** Opening Data for the task block **

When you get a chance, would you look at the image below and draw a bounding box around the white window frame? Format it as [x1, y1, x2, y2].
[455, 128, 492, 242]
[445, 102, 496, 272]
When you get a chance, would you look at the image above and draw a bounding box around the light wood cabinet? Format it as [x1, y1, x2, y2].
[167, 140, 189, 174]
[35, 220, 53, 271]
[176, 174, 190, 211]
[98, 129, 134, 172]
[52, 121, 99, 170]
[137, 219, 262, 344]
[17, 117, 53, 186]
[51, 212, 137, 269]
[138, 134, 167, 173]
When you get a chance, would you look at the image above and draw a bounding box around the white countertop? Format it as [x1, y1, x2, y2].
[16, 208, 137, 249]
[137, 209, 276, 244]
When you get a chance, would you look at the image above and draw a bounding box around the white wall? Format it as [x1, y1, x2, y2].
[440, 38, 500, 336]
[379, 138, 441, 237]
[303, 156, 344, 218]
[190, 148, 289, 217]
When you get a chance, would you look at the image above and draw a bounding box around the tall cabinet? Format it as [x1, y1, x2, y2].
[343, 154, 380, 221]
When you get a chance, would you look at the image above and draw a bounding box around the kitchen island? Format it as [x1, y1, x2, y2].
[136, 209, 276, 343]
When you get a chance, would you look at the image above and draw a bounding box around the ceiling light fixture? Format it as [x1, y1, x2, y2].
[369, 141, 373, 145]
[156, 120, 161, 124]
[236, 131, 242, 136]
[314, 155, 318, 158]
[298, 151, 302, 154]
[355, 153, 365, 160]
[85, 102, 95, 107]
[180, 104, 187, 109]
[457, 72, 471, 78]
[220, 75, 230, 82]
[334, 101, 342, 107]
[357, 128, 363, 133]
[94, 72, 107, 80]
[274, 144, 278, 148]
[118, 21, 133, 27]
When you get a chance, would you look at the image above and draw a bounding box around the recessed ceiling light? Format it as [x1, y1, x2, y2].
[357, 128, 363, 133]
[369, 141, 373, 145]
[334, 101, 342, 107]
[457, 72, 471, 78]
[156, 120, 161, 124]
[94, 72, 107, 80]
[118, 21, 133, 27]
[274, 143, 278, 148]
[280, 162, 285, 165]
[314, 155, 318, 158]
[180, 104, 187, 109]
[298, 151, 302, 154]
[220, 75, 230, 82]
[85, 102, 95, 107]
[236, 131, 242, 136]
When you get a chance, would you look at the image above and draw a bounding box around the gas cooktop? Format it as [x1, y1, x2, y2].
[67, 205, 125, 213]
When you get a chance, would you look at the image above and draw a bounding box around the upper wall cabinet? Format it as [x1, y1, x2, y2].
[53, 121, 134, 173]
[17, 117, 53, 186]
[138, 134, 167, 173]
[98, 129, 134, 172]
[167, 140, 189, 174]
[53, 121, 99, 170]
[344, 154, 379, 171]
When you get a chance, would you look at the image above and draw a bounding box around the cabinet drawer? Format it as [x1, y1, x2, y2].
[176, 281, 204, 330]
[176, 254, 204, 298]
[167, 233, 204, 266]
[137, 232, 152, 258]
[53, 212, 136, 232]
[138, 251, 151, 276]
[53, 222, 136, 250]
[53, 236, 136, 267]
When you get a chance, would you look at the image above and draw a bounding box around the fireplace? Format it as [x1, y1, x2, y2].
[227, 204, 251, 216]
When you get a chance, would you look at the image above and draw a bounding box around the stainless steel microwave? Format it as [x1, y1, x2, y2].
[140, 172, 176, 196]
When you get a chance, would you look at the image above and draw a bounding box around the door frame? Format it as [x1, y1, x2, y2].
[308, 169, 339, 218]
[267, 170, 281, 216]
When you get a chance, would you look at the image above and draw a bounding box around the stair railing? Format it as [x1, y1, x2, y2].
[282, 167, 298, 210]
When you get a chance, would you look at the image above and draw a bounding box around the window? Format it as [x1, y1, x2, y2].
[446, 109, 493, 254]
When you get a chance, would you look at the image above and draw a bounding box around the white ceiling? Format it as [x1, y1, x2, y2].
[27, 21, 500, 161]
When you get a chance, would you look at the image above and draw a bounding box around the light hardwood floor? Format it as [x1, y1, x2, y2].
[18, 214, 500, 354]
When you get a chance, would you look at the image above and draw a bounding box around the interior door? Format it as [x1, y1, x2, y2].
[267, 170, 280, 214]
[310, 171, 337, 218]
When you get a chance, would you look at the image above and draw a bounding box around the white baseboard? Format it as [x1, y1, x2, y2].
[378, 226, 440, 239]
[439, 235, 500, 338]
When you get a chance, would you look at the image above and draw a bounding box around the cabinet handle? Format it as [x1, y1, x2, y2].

** Closing Data for the task block **

Exercise aim: Quote each line above in full, word for word.

Response for this exercise:
When you get a chance, would you look at the image below and draw a bounding box around the white window frame? Format it as [x1, y1, x2, y2].
[455, 128, 492, 242]
[445, 102, 496, 272]
When you get a chance, would you look at the image above and draw a bounding box around the light wood cabinet? Format it as [x1, y1, x2, y2].
[167, 140, 189, 174]
[35, 220, 53, 271]
[176, 174, 190, 211]
[98, 129, 134, 172]
[52, 121, 99, 170]
[137, 219, 262, 344]
[17, 117, 53, 186]
[51, 212, 137, 269]
[138, 134, 167, 173]
When you get a chance, would you look at the image above and draw a bounding box around the white countertop? Format it as [x1, y1, x2, y2].
[16, 208, 137, 249]
[137, 209, 276, 244]
When you get a chance, would you look at the image above and draw a bounding box around the white wall? Format it as [x1, y1, x2, y2].
[440, 38, 500, 336]
[379, 138, 441, 237]
[303, 156, 344, 218]
[190, 148, 289, 217]
When you get a chance, would you look at the image above and draw a bounding box around the tall cabinet? Format it as [x1, y1, x2, y2].
[343, 154, 380, 221]
When you get a chance, would you look at the image above and draw a bounding box around the kitchen island? Format it as [x1, y1, x2, y2].
[136, 209, 276, 343]
When you get a chance, would you look at the image above and draw a bounding box around the ceiling light fixture? Format it as [x1, y1, x2, y2].
[369, 141, 373, 145]
[156, 120, 161, 124]
[236, 131, 242, 136]
[314, 155, 318, 158]
[298, 151, 302, 154]
[355, 153, 365, 160]
[85, 102, 95, 107]
[180, 104, 187, 109]
[457, 72, 471, 78]
[220, 75, 230, 82]
[334, 101, 342, 107]
[357, 128, 363, 133]
[94, 72, 107, 80]
[274, 144, 278, 148]
[118, 21, 133, 27]
When you get a chance, would you look at the image above and draw a bounding box around the recessed ceiling light? Format it as [x1, y1, x2, y2].
[357, 128, 363, 133]
[369, 141, 373, 145]
[334, 101, 342, 107]
[457, 72, 471, 78]
[156, 120, 161, 124]
[94, 72, 107, 80]
[118, 21, 133, 27]
[274, 143, 278, 148]
[280, 162, 285, 165]
[314, 155, 318, 158]
[180, 104, 187, 109]
[298, 151, 302, 154]
[220, 75, 230, 82]
[85, 102, 95, 107]
[236, 131, 242, 136]
When you get a chance, would you look at the image above and draw a bounding box around the gas cooktop? Format it as [x1, y1, x2, y2].
[67, 205, 125, 213]
When you get a chance, would you look at the image above and draw a bounding box around the upper wall cabinet? Format it as [x1, y1, x2, y2].
[53, 121, 134, 173]
[17, 117, 53, 186]
[138, 134, 167, 173]
[98, 129, 134, 172]
[167, 140, 189, 174]
[53, 121, 99, 170]
[344, 154, 379, 171]
When you get a chance, would you look at the image above and draw a bounding box around the cabinet drawer? Format it as [x1, y1, x2, y2].
[176, 281, 204, 330]
[176, 254, 204, 298]
[167, 233, 204, 266]
[137, 232, 152, 258]
[53, 212, 136, 232]
[138, 251, 151, 276]
[53, 222, 136, 250]
[53, 236, 136, 267]
When you get a chance, would you look at the image above and draw a bounding box around the fireplace? Format it as [x1, y1, x2, y2].
[227, 204, 251, 216]
When you get a chance, would you look at the image above and draw a bounding box around the stainless steel microwave? Format it as [x1, y1, x2, y2].
[140, 172, 176, 196]
When you get a chance, would you look at the image above and draw a bounding box around the door frame? Format it as [x1, y1, x2, y2].
[308, 169, 339, 218]
[267, 170, 281, 216]
When you get a chance, would you look at the image above and draw a bounding box around the stair railing? Format it as [x1, y1, x2, y2].
[282, 167, 298, 210]
When you get a chance, would you look at the image above and draw a bounding box around the window? Format it as [x1, y1, x2, y2].
[446, 109, 493, 254]
When you get a chance, would you look at the image above and draw a bounding box around the white ceiling? Format it as [x1, y1, x2, y2].
[27, 21, 500, 161]
When you get a chance, would you look at the image above and draw a bounding box around the light hardwood floor? Format it as [x1, y1, x2, y2].
[18, 214, 500, 354]
When you get a chance, would you look at the image above and draw a bounding box around the interior door? Format it as [x1, y1, x2, y2].
[267, 170, 280, 214]
[310, 171, 337, 218]
When you get a chance, would you look at the image above and draw a bounding box around the white baseboard? Format it as [x1, y1, x2, y2].
[378, 226, 440, 239]
[439, 235, 500, 338]
When you get a chance, would you look at the image above and draw a bounding box around the cabinet handle? Format it as [x1, y1, x2, y2].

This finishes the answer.